Extract provided —
=====
The director of a mental health charity has described how he felt ’bullied’ and ’ignored’ by professionals who work within the mental health service.

Graham Clucas, who founded Quing in 2017, made the comments in a Tynwald committee hearing, in which he stated his views on how he perceives the current treatment of mental health through the government system.

Quing is an education centre that offers peer mentor training and runs a social space, where people can talk openly about their mental health.

Mr Clucas was asked what the relationship was like between himself and the Manx government, to which he replied: ’What relationship? I’ve felt bullied, I’ve felt ignored, I’ve been stood upon - and so have the community members. We invited Mental Health Services a few months ago and I was utterly shocked at how they treated us.’

One member of the social affairs policy review committee, Martyn Perkins, then asked about how Quing’s training for health professionals was received, to which Mr Clucas said: ’We’ve always been ignored. We’ve had community experts who have been award-winning, and nobody from mental health or the prison service came.’

When asked by another member of the committee about experiencing bullying and incidents where he felt ignored, Mr Clucas described how during an independent review of the Isle of Man health and social care system, how the person from the third sector liaison had ignored him and that someone in Quing had been working towards a work placement with the mental health service for three months, then taken off the scheme without any prior warning.
=====
Supplied information —
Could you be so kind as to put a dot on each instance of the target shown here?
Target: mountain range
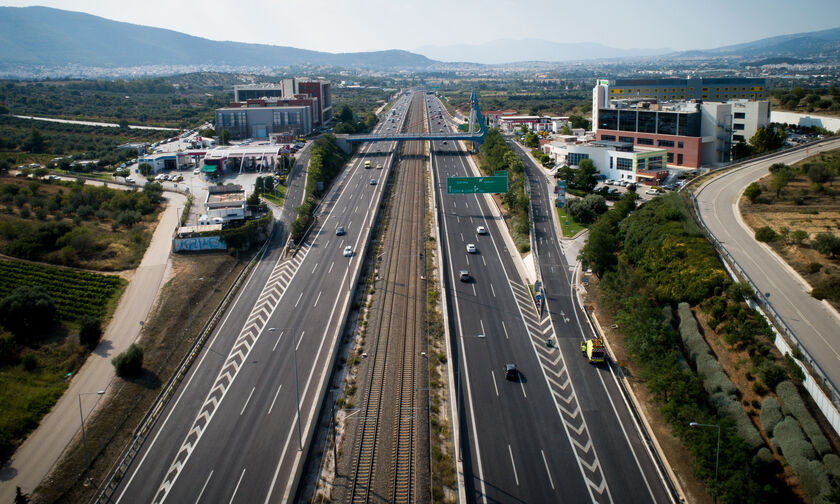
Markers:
(51, 37)
(508, 50)
(43, 37)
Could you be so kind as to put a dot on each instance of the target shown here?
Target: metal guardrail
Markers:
(782, 327)
(151, 417)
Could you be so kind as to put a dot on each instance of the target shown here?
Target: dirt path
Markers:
(34, 459)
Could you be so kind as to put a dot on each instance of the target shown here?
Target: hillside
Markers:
(42, 36)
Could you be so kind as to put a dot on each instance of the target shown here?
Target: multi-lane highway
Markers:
(554, 434)
(232, 433)
(813, 322)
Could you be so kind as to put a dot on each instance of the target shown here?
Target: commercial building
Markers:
(165, 161)
(692, 88)
(260, 122)
(614, 160)
(224, 204)
(693, 132)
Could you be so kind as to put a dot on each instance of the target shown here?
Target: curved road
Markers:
(813, 322)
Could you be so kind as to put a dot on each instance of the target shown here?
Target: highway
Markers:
(553, 435)
(231, 433)
(813, 323)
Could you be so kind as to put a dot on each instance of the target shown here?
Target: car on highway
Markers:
(511, 373)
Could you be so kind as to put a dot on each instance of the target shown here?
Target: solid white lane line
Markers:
(275, 398)
(278, 341)
(246, 401)
(550, 480)
(239, 482)
(204, 487)
(512, 464)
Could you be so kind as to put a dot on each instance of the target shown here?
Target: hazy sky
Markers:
(367, 25)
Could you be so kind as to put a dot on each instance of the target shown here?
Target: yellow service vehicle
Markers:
(594, 350)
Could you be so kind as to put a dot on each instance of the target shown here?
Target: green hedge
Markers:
(792, 404)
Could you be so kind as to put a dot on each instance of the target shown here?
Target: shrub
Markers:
(771, 373)
(130, 362)
(788, 437)
(27, 312)
(771, 414)
(792, 404)
(90, 331)
(766, 234)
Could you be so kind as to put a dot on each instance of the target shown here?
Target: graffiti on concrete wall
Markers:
(198, 243)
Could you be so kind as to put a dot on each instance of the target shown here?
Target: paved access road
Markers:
(231, 433)
(813, 322)
(553, 435)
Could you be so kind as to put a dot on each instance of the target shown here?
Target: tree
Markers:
(130, 362)
(27, 312)
(35, 142)
(585, 175)
(827, 244)
(767, 138)
(90, 331)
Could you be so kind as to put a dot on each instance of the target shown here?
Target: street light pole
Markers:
(84, 437)
(717, 454)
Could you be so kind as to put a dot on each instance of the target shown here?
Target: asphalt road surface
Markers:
(812, 321)
(231, 433)
(558, 433)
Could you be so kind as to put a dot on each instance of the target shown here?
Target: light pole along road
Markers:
(556, 434)
(229, 432)
(812, 321)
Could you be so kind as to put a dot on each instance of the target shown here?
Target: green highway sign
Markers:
(473, 185)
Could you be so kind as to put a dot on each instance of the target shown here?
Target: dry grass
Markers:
(165, 341)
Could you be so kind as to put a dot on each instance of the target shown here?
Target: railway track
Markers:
(385, 456)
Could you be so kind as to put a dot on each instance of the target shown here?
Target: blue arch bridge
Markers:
(475, 132)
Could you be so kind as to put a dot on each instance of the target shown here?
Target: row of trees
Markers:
(496, 155)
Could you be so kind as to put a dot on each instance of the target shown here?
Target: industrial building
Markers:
(614, 160)
(694, 133)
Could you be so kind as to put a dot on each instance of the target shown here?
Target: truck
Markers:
(594, 350)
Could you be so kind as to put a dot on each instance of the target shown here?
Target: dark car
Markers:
(511, 372)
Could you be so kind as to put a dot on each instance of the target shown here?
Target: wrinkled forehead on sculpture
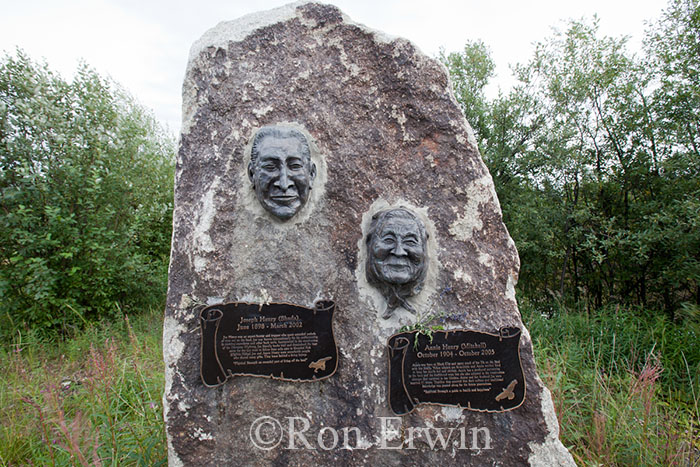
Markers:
(279, 132)
(380, 219)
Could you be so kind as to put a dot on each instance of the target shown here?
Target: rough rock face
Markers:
(385, 131)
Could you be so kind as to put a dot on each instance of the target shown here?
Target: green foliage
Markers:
(595, 159)
(625, 383)
(85, 198)
(92, 400)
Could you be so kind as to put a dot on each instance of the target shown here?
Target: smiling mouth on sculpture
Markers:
(285, 200)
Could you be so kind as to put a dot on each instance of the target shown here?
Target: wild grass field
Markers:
(625, 386)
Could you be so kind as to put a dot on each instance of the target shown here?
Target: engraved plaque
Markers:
(469, 369)
(275, 340)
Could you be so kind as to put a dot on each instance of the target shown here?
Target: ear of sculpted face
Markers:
(397, 260)
(281, 170)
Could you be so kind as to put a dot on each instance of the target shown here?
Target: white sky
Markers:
(144, 44)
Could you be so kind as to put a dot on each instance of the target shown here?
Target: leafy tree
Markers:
(85, 198)
(595, 158)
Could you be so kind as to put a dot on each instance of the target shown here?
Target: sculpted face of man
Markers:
(281, 170)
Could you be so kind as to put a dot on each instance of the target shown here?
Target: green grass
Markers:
(94, 399)
(625, 383)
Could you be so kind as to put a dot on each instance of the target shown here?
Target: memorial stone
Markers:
(331, 208)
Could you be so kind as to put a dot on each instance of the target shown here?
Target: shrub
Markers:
(85, 198)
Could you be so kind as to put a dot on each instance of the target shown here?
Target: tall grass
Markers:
(625, 384)
(91, 400)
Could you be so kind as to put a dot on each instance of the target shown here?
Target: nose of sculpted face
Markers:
(284, 182)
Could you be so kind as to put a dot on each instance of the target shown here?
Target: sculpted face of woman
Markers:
(398, 251)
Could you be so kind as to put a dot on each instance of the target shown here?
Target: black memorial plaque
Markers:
(470, 369)
(275, 340)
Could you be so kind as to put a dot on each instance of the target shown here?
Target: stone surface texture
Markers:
(386, 131)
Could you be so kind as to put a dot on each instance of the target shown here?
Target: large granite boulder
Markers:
(384, 130)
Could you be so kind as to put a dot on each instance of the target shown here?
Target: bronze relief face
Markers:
(397, 260)
(281, 170)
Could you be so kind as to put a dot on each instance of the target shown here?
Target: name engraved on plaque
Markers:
(469, 369)
(276, 340)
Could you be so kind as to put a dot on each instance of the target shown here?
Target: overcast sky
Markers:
(144, 44)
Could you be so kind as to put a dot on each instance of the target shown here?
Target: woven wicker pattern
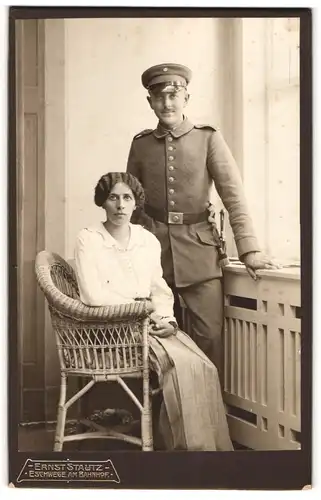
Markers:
(105, 343)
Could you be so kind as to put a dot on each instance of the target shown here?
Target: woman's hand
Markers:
(161, 326)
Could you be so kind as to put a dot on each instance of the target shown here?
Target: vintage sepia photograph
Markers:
(159, 245)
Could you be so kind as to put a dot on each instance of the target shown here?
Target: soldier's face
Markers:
(168, 107)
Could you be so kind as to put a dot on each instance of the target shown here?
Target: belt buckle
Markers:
(175, 217)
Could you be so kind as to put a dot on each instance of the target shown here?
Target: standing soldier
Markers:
(177, 164)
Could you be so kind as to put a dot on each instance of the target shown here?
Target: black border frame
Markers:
(268, 470)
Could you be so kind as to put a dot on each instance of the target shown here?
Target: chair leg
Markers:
(147, 423)
(61, 418)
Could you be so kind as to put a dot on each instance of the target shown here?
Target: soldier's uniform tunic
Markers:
(176, 168)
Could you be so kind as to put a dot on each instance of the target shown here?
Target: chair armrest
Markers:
(75, 309)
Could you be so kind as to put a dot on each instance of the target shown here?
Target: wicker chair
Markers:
(105, 344)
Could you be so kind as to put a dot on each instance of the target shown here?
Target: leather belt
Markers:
(175, 217)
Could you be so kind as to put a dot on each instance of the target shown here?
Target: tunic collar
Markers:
(185, 127)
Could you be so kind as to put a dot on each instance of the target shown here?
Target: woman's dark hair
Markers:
(108, 181)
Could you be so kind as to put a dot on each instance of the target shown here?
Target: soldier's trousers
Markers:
(204, 302)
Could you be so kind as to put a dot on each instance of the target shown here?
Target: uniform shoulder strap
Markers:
(206, 126)
(147, 131)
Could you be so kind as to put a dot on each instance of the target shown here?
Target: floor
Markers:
(40, 438)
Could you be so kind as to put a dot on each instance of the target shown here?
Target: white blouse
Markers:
(108, 274)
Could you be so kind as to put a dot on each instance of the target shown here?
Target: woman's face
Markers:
(120, 204)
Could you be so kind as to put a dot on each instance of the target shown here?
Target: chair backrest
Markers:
(55, 274)
(90, 345)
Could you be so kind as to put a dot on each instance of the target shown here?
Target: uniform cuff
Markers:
(246, 245)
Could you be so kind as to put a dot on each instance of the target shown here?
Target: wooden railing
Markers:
(262, 351)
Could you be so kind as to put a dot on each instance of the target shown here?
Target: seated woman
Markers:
(118, 262)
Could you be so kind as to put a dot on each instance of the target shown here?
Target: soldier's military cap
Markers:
(166, 77)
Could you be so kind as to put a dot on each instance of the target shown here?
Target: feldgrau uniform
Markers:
(177, 168)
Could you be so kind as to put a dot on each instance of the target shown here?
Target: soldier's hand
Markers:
(211, 213)
(255, 261)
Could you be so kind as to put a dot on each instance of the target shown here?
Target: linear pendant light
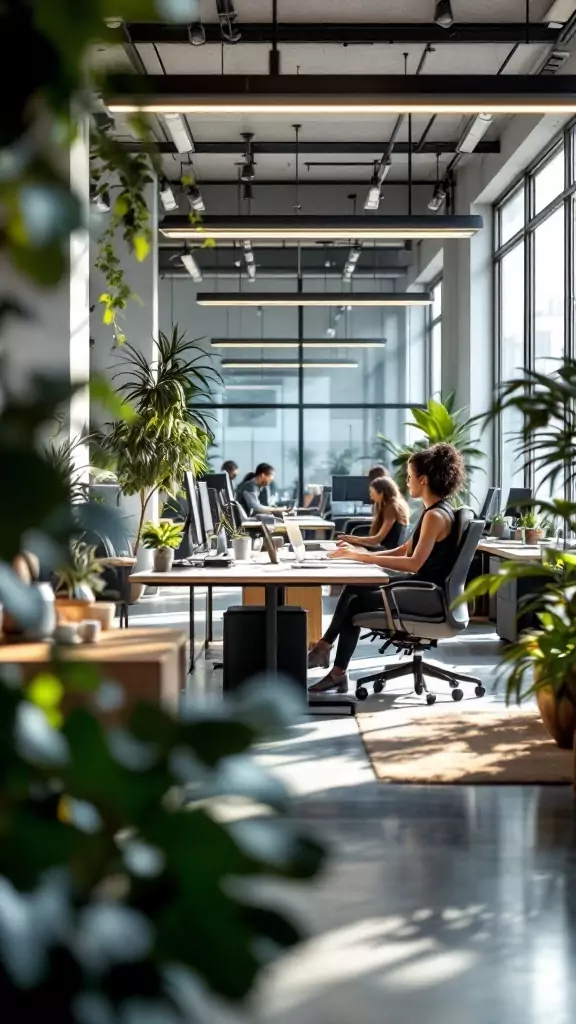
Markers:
(285, 228)
(288, 365)
(285, 343)
(355, 94)
(314, 299)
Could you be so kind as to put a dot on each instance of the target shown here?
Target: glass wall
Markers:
(311, 411)
(534, 290)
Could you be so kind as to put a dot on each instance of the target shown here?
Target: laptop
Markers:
(296, 540)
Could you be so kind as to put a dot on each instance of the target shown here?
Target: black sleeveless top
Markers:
(441, 560)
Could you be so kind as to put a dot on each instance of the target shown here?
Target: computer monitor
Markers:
(490, 503)
(198, 535)
(219, 481)
(351, 488)
(518, 501)
(205, 508)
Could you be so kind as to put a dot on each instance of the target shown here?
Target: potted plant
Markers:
(79, 581)
(163, 539)
(532, 528)
(498, 526)
(241, 542)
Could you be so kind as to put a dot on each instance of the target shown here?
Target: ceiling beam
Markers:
(314, 148)
(516, 32)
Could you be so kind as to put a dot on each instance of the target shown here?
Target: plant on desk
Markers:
(78, 582)
(163, 539)
(438, 422)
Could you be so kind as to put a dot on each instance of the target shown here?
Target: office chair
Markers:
(417, 614)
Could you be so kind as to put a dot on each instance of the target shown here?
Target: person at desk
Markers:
(391, 516)
(249, 493)
(434, 475)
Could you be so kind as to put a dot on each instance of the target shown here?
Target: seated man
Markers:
(249, 492)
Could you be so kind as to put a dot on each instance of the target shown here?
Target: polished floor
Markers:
(439, 904)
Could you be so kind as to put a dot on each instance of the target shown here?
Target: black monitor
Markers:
(205, 508)
(219, 481)
(518, 501)
(351, 488)
(490, 503)
(198, 536)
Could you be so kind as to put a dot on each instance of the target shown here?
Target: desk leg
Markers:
(272, 628)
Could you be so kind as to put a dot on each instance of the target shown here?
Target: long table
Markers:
(273, 578)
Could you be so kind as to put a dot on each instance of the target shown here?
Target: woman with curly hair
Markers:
(434, 475)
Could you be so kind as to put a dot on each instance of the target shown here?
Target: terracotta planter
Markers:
(559, 716)
(71, 609)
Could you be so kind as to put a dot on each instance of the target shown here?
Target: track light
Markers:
(100, 199)
(195, 199)
(190, 263)
(229, 30)
(167, 197)
(197, 34)
(179, 133)
(443, 14)
(439, 197)
(474, 133)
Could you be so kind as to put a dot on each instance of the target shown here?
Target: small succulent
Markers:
(162, 535)
(82, 573)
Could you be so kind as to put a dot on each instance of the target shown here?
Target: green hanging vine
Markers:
(124, 177)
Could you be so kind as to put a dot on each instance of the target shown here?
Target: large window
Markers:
(534, 249)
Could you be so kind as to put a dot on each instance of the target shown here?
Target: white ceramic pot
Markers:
(242, 547)
(163, 558)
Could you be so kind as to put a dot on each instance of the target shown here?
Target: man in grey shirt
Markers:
(249, 492)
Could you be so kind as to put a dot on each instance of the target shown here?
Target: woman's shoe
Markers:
(330, 682)
(319, 656)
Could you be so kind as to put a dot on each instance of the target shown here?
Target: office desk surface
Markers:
(263, 574)
(303, 521)
(510, 551)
=====
What to work on —
a - For the article about the Quing charity, decide whether each statement agrees with it. Answer yes or no for each and quote the words that decide it. (i) Graham Clucas founded Quing in 2017. (ii) Martyn Perkins asked Mr Clucas about his relationship with the Manx government. (iii) Quing runs a social space where people can talk openly about their mental health.
b - Summarize the article about the Quing charity in two sentences.
c - Continue the article about the Quing charity from its last sentence.

Task responses —
a -
(i) Yes: "Graham Clucas, who founded Quing in 2017"
(ii) No: "Martyn Perkins, then asked about how Quing’s training for health professionals was received"
(iii) Yes: "runs a social space, where people can talk openly about their mental health"

b - At a Tynwald committee hearing, Graham Clucas, who founded the mental health education centre Quing in 2017, said he had felt bullied and ignored by the Manx government and professionals in the mental health service. He said nobody from mental health or the prison service came to Quing's training, and he described being ignored during an independent review and a Quing member being taken off a work placement with the mental health service without any prior warning.

c -
Mr Clucas said: ’Where’s the safeguarding in that? This person has a history of mental health problems, a history of suicide and they just get rid of her like that.’

The committee asked if he could describe more of the bullying by mental health staff towards him, to which he said if he had nodded and said the right thing and talked about ’proper’ community building, he wouldn’t be acknowledged.

Another member of the committee, Julie Edge MHK, asked if he could describe how he was not recognised by government and if he knew of any particular reasons for this, to which he responded: ’I’ve been through the mill, I’ve been sectioned and I’ve had more diagnoses than I care to remember. Every time I go to see a GP there’s a set process and they go through my files.

’They start to move away from you and say: "People like you don’t heal." I am the lived example that their health model is wrong.’

Mr Clucas then said how Quing had told members of the mental health service what they were doing within the organisation, and how they had come up with a similar asset-based community initiative soon after. ’Why set something up to compete with something that’s already existing? Why not just help fund something that’s already going on?’

Mr Clucas said waiting lists were a big issue within the mental health service and that if professionals didn’t look at the trauma behind an individual’s mental illness, it would increase.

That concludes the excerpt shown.